#### SUPPLIED MATERIAL

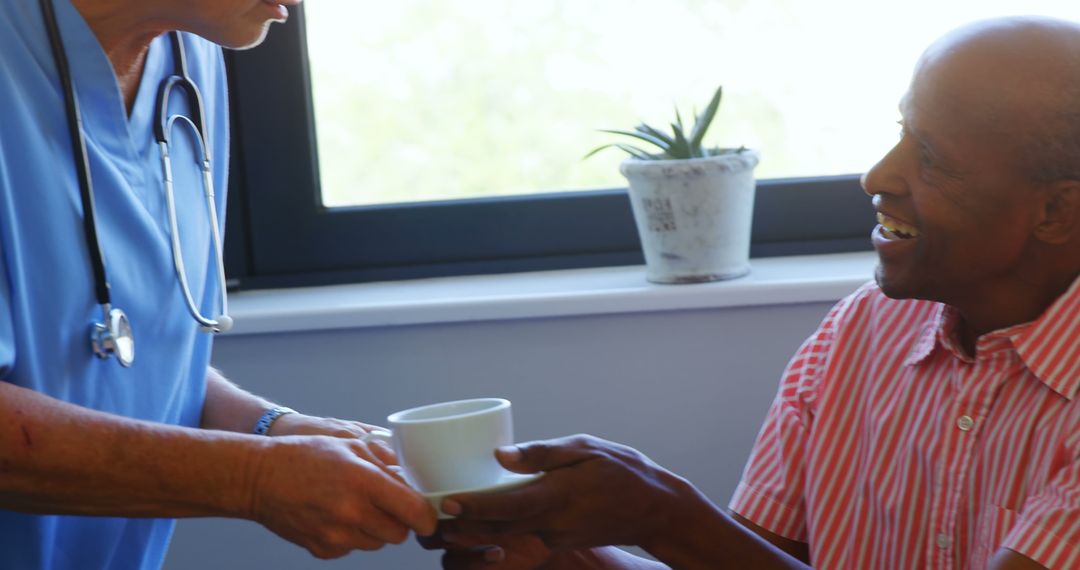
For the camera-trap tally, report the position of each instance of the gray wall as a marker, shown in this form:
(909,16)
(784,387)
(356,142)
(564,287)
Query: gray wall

########

- _WORK REQUEST_
Scan the listing and copy every line where the string "gray" shows up.

- _REPLY TO THE TASK_
For the camera-trap tally, report the position of each instance of the gray wall as a marker, shown in this form:
Query: gray wall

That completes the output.